*WHAT IS REQUIRED*: Rewrite every line from the start of the items up to and including the line with "xmin=240 ymin=584 xmax=482 ymax=774", requests included, scaling each bounding box coordinate in the answers by 1.7 and rounding to whole numbers, halves up. Keep the numbers in the requests and their format samples unchanged, and leave the pictures out.

*RECORDS FOR THE EXERCISE*:
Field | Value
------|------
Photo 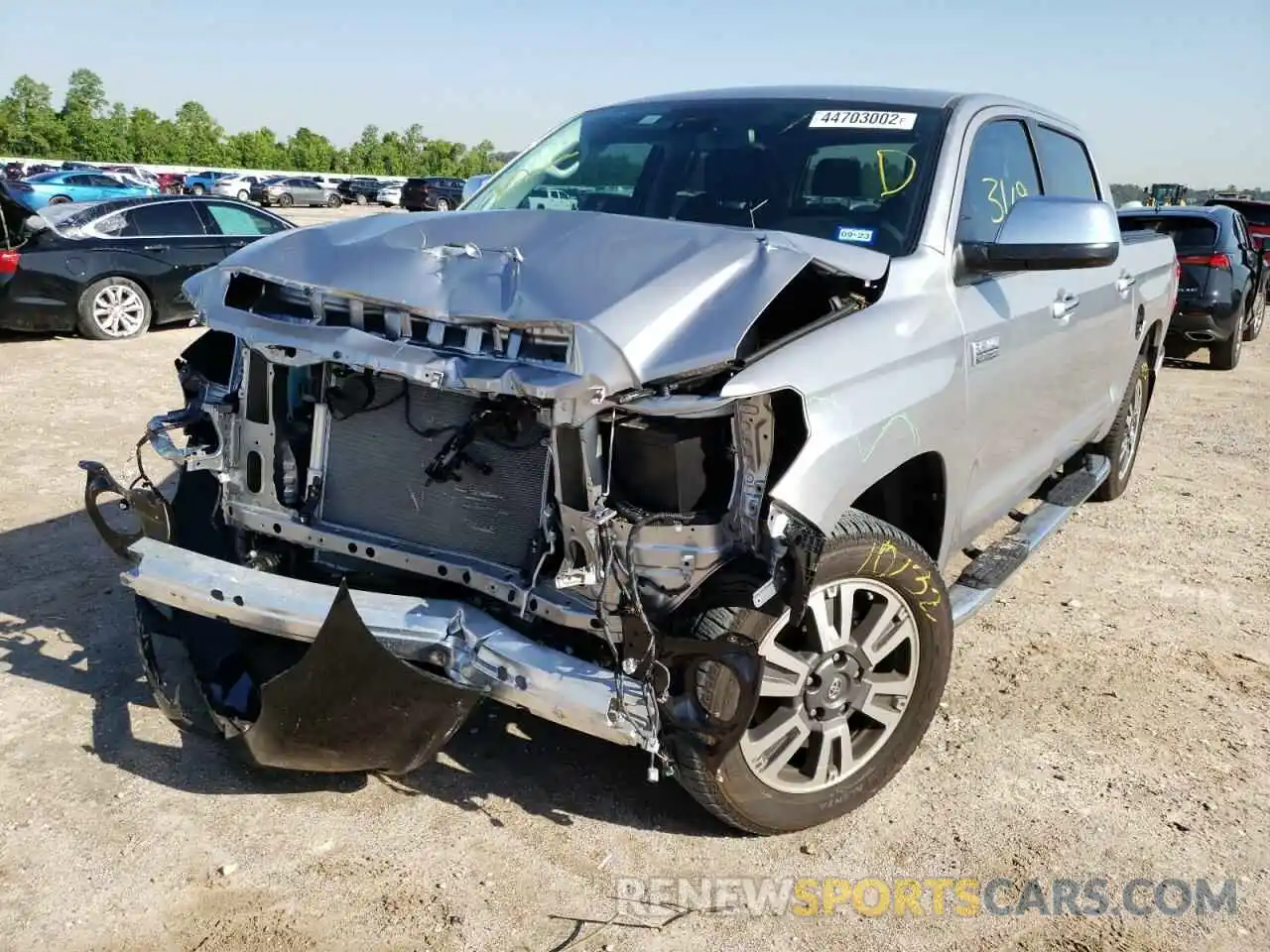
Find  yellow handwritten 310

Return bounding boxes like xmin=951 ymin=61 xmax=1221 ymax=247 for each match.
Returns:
xmin=983 ymin=178 xmax=1028 ymax=225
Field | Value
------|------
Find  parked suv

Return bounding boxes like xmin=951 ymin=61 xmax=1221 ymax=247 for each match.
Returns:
xmin=401 ymin=176 xmax=464 ymax=212
xmin=1120 ymin=205 xmax=1266 ymax=371
xmin=335 ymin=176 xmax=384 ymax=204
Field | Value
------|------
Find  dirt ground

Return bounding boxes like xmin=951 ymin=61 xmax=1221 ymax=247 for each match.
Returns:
xmin=0 ymin=233 xmax=1270 ymax=952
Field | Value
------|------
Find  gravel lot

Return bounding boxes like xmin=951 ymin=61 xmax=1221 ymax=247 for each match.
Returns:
xmin=0 ymin=209 xmax=1270 ymax=952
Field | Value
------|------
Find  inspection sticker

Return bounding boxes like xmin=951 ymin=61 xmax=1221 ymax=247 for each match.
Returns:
xmin=833 ymin=225 xmax=874 ymax=245
xmin=807 ymin=109 xmax=917 ymax=130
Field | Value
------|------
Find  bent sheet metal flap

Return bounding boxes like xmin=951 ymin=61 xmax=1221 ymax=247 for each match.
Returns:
xmin=186 ymin=209 xmax=888 ymax=380
xmin=240 ymin=584 xmax=482 ymax=774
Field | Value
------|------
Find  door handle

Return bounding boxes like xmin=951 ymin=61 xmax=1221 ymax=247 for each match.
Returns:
xmin=1053 ymin=295 xmax=1080 ymax=320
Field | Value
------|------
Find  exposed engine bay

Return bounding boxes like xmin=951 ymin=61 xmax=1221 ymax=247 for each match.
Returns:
xmin=83 ymin=212 xmax=880 ymax=775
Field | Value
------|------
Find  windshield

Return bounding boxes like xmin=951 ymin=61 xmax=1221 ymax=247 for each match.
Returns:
xmin=463 ymin=99 xmax=944 ymax=255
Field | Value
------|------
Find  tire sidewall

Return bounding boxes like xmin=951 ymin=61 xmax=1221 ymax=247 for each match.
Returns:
xmin=1093 ymin=354 xmax=1151 ymax=502
xmin=76 ymin=276 xmax=154 ymax=340
xmin=691 ymin=536 xmax=952 ymax=833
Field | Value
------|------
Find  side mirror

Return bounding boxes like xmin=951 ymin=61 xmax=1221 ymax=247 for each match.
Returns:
xmin=961 ymin=195 xmax=1120 ymax=274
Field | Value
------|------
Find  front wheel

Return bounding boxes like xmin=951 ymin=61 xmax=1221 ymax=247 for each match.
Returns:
xmin=1089 ymin=354 xmax=1151 ymax=503
xmin=679 ymin=512 xmax=952 ymax=835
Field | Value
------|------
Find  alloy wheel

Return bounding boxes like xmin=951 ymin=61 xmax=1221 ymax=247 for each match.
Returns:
xmin=1116 ymin=373 xmax=1147 ymax=480
xmin=92 ymin=285 xmax=146 ymax=337
xmin=740 ymin=577 xmax=920 ymax=793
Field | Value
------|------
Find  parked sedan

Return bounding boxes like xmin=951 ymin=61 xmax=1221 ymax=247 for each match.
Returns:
xmin=251 ymin=177 xmax=343 ymax=208
xmin=185 ymin=169 xmax=230 ymax=195
xmin=212 ymin=176 xmax=264 ymax=202
xmin=0 ymin=172 xmax=159 ymax=208
xmin=0 ymin=193 xmax=295 ymax=340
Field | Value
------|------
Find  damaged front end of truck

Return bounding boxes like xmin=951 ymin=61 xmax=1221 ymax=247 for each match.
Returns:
xmin=82 ymin=210 xmax=888 ymax=774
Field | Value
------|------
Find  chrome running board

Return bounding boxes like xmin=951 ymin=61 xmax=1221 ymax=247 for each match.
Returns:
xmin=949 ymin=454 xmax=1111 ymax=626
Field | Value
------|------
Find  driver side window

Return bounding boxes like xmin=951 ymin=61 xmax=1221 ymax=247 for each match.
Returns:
xmin=956 ymin=119 xmax=1042 ymax=242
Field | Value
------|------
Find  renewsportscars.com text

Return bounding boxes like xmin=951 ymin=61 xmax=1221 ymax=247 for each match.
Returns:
xmin=616 ymin=876 xmax=1237 ymax=917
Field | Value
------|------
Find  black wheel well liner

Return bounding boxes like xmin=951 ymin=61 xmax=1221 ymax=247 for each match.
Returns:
xmin=851 ymin=450 xmax=948 ymax=562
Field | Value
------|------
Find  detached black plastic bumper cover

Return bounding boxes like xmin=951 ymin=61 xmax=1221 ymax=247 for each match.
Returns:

*CORRECT RESPONSE*:
Field | Value
------|------
Photo 
Find  yellow handwritten 310

Return bounding boxes like xmin=951 ymin=61 xmax=1221 ymax=247 for each match.
Returns:
xmin=1671 ymin=303 xmax=1748 ymax=383
Field | Value
------|------
Find  parked suv

Return bounding boxes like xmin=951 ymin=61 xmax=1221 ymax=247 for each match.
Returns:
xmin=682 ymin=299 xmax=789 ymax=360
xmin=1904 ymin=349 xmax=2152 ymax=631
xmin=570 ymin=299 xmax=653 ymax=347
Field | Value
------|------
Find  dirt ground

Return bounding boxes like xmin=951 ymin=61 xmax=1221 ymax=247 for each match.
Returns:
xmin=0 ymin=396 xmax=2159 ymax=1618
Field | Value
------|------
Find  gravel lot

Return bounding boxes like xmin=951 ymin=61 xmax=1221 ymax=247 for each match.
Returns:
xmin=0 ymin=355 xmax=2159 ymax=1618
Field | Value
------|------
Find  inspection sticker

Return bounding boxes like xmin=951 ymin=61 xmax=1221 ymax=247 for each match.
Returns:
xmin=1416 ymin=383 xmax=1486 ymax=417
xmin=1372 ymin=185 xmax=1559 ymax=221
Field | Value
------|------
Find  bent sheet metal flap

Return bounding boxes like xmin=951 ymin=61 xmax=1221 ymax=247 for each match.
Returns:
xmin=316 ymin=355 xmax=1510 ymax=646
xmin=408 ymin=993 xmax=819 ymax=1316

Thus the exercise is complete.